**Task item**
Each entry below is to be reproduced exactly, though any pictures it holds must be omitted.

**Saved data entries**

--

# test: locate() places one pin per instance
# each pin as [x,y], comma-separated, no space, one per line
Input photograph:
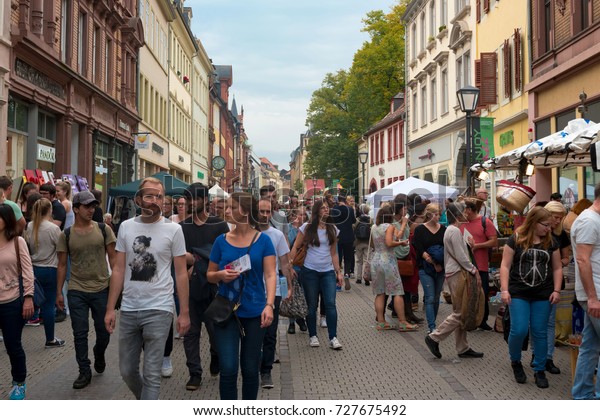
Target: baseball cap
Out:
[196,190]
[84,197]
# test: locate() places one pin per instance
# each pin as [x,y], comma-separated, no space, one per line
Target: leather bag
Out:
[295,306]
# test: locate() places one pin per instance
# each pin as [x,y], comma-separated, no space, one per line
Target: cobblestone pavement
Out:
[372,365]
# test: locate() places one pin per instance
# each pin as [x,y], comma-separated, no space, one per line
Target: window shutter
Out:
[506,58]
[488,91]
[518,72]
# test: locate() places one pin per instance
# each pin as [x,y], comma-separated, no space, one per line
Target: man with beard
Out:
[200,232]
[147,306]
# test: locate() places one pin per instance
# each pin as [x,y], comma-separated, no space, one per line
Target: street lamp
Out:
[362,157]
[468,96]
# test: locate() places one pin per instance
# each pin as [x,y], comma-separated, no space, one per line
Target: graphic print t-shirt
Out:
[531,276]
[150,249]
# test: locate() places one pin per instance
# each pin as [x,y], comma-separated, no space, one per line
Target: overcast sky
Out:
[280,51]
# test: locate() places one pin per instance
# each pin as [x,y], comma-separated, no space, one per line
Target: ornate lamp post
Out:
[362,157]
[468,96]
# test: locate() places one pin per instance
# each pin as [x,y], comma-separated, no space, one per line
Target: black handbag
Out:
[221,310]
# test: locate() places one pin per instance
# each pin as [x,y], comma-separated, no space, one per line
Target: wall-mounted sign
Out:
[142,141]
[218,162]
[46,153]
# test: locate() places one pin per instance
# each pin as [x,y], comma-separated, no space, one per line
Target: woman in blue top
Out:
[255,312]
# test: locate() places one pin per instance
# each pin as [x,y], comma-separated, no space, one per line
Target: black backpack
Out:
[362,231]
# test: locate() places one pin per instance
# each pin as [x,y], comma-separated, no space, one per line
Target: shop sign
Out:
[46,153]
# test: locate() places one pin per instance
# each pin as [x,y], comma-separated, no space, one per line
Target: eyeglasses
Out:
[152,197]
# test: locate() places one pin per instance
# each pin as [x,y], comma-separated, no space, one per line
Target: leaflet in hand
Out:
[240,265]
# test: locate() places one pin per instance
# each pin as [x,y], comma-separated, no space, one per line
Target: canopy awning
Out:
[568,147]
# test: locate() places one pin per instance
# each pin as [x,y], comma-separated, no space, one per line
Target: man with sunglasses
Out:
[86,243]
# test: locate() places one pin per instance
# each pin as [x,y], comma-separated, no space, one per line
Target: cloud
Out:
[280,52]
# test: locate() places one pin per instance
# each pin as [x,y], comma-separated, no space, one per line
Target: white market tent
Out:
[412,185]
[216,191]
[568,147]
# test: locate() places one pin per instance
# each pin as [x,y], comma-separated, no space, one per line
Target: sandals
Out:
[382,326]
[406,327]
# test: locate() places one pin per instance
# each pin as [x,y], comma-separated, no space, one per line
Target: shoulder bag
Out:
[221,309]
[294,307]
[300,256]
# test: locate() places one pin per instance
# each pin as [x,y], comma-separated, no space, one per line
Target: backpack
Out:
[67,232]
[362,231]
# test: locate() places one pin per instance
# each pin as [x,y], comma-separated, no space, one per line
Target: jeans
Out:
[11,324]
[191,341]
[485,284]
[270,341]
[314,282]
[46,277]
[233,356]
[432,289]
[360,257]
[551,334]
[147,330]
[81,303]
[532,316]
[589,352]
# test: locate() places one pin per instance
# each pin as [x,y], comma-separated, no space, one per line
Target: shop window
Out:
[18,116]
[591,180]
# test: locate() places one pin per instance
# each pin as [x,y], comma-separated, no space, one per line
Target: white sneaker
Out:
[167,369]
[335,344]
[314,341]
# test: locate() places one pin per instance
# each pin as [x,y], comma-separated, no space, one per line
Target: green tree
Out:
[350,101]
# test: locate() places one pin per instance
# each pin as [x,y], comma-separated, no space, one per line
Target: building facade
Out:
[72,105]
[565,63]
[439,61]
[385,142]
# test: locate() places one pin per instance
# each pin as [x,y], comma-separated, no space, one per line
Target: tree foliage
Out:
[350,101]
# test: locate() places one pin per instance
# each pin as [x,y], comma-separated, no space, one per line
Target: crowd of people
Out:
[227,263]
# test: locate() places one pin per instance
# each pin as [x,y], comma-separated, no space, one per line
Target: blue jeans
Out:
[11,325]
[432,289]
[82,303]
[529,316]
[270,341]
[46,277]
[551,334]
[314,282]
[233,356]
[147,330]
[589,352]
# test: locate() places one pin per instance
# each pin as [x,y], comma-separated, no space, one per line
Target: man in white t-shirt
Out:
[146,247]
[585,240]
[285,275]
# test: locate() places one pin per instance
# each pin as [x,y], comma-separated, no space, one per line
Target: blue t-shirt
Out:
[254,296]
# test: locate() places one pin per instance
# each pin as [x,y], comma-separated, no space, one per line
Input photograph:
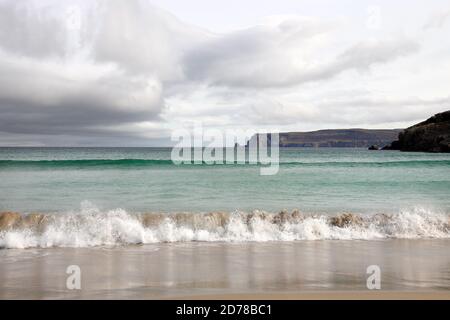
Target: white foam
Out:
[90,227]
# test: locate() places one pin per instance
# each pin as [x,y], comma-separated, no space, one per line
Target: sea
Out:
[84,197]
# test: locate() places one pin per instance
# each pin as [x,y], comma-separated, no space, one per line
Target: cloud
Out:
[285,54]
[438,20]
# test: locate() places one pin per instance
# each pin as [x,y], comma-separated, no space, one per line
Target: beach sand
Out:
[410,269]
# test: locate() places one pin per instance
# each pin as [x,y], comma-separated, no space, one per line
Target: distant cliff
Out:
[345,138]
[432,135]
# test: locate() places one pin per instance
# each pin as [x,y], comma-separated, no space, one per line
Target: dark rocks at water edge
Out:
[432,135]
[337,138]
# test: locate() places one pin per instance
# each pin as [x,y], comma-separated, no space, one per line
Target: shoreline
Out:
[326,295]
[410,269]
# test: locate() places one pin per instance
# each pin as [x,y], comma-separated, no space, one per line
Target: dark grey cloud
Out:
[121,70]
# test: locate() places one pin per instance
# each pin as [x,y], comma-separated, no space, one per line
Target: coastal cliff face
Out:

--

**Answer box**
# test: locate() places one pin per instance
# each pin as [x,y], comma-separated, no space, one per line
Input photograph:
Target: baseball cap
Out:
[196,190]
[84,197]
# test: locate() places one pin per instance
# each pin as [x,y], comma-separated, no space, one per line
Target: leather bag
Out:
[295,306]
# test: locate() places one pin per instance
# each pin as [x,y], comma-separated, no space, one per line
Target: cobblestone pavement
Out:
[372,365]
# test: locate() places one pin per instance
# each pin as [x,y], comma-separated, no space, one per line
Target: window shutter
Out:
[506,58]
[488,91]
[518,72]
# test: locate() places one pin per instance
# each pin as [x,y], comma-separated, no space, one per line
Target: man with beard
Out:
[200,232]
[147,306]
# test: locate() places one pin per instance
# each pin as [x,y], comma-separated, no space, one per line
Target: street lamp
Out:
[362,157]
[468,96]
# test: locate() places one pin per instance
# each pin as [x,y], comma-separated, no space, one per line
Target: graphic print t-shirt
Out:
[531,276]
[150,249]
# test: locate() places one pin per instance
# each pin as [x,y], comma-separated, no space, one per line
Target: overcast sky
Out:
[280,51]
# test: locate() places one pin per instance
# each pin as [x,y], comma-separated, no space, one per line
Target: ornate lamp post
Out:
[362,157]
[468,96]
# test: locate() places one pin per instance
# each pin as [x,y], comma-separated, no space, one per line
Target: black handbag
Out:
[221,310]
# test: locate() places one pin per instance
# each pin as [x,y], comma-separated, no space, one per line
Target: wall-mounted sign
Out:
[142,141]
[218,162]
[46,153]
# test: locate() places one pin per instance
# each pin as [x,y], comma-separated, no space, one per line
Target: woman in blue top
Out:
[255,312]
# test: locate() places one pin per instance
# each pin as [x,y], comma-separated, no space, one per line
Target: black backpack
Out:
[362,231]
# test: locate() places one pin per instance
# each pin as [x,y], comma-separated, no space, one per line
Target: shop sign
Out:
[46,153]
# test: locate() places one pin per instance
# each pin as [x,y], comma-separated, no space, one per line
Target: eyeglasses
Out:
[152,197]
# test: locate() places one pin per instance
# each pin as [x,y], comma-separated, no space, one per line
Target: leaflet in hand
Out:
[240,265]
# test: locate() places one pin per instance
# each pin as [x,y], comma-separated, no space, one per line
Target: canopy awning
Out:
[568,147]
# test: locate() places one pin per instance
# each pin as [x,y], comma-separated, no space, one per line
Target: man with sunglasses
Out:
[86,243]
# test: locate() places one pin per instance
# each pin as [x,y], comma-separated, no space, one per line
Target: cloud
Out:
[280,52]
# test: locate() places one pin per instance
# each pin as [x,y], comma-separated, no space, one per line
Target: white market tent
Out:
[412,185]
[216,191]
[568,147]
# test: locate() places one pin per instance
# each pin as [x,y], comma-separated, no space, one per line
Target: sandals
Out:
[382,326]
[406,327]
# test: locate() places one pin per instance
# each pin as [x,y], comma-separated, no space, one per line
Target: shoulder bag
Out:
[221,309]
[294,307]
[300,256]
# test: locate() places one pin per instance
# each pin as [x,y], comma-separated, no space, one per line
Target: backpack
Out:
[67,232]
[362,231]
# test: locate() places one pin per instance
# each pin as [x,y], comma-separated, no space, one per line
Target: jeans
Out:
[11,324]
[191,341]
[485,284]
[270,341]
[314,282]
[46,277]
[233,356]
[432,289]
[360,257]
[551,334]
[147,330]
[81,303]
[532,316]
[589,352]
# test: locate() places one pin per instance
# each pin as [x,y], comma-separated, no space, one per line
Target: shop window
Out:
[18,116]
[591,180]
# test: locate() places one pin per instance
# each pin as [x,y], comma-separated, no space, one per line
Target: white sneaker
Out:
[167,369]
[335,344]
[314,341]
# test: locate() places one pin per instance
# each pin as [x,y], comma-separated, no space, one per line
Target: green tree
Out:
[350,101]
# test: locate() places one pin per instance
# each pin as [x,y], comma-separated, no space, one per line
Target: building facade
Out:
[72,105]
[565,63]
[439,61]
[385,142]
# test: locate() places one pin per instance
# each pin as [x,y], comma-separated, no space, one per line
Target: tree foliage
Out:
[350,101]
# test: locate() places one pin per instance
# each pin as [x,y], comma-separated, no space, one per line
Target: crowd of people
Out:
[227,263]
# test: locate() places one pin per instance
# each pin as [x,y], comma-separated, no space, one per line
Target: blue jeans
Out:
[11,325]
[432,289]
[82,303]
[529,316]
[270,341]
[46,277]
[551,334]
[314,282]
[233,356]
[147,330]
[589,352]
# test: locate() places one pin per instance
# each pin as [x,y], comma-separated, no space, one per line
Target: man in white t-shirt
Out:
[146,247]
[585,240]
[285,275]
# test: locate() places one pin per instance
# each pin as [x,y], comma-separated, no space, one per line
Target: blue t-shirt
Out:
[254,296]
# test: locate() places one pin per instance
# each pin as [x,y], comma-separated, no space, one per line
Input photograph:
Target: white foam
Out:
[90,227]
# test: locate() places one pin per instance
# each pin as [x,y], comma-separated, no space, one per line
Target: sea
Out:
[84,197]
# test: locate() places one pin per instance
# each pin as [x,y], comma-separated, no space, one per line
Target: cloud
Out:
[285,54]
[438,20]
# test: locate() places one pin per instance
# each pin as [x,y], comma-separated, no space, one per line
Target: beach sand
Out:
[410,269]
# test: locate() places one pin per instance
# each pin as [x,y], comma-separated, no space, one per line
Target: distant cliff
Out:
[345,138]
[432,135]
# test: locate() places one pin per instance
# each pin as [x,y], comma-separated, no space, one per line
Target: dark rocks at water edge
Out:
[432,135]
[337,138]
# test: locate() places one pin per instance
# each pin as [x,y], comma-separated, no space, one per line
Target: shoreline
Out:
[326,295]
[410,269]
# test: locate() places one pin per instance
# each pin as [x,y], comma-separated, no space, one per line
Target: dark grey cloud
Out:
[121,70]
# test: locate() places one pin per instance
# each pin as [x,y], comma-separated, no space, one per line
Target: coastal cliff face
Out:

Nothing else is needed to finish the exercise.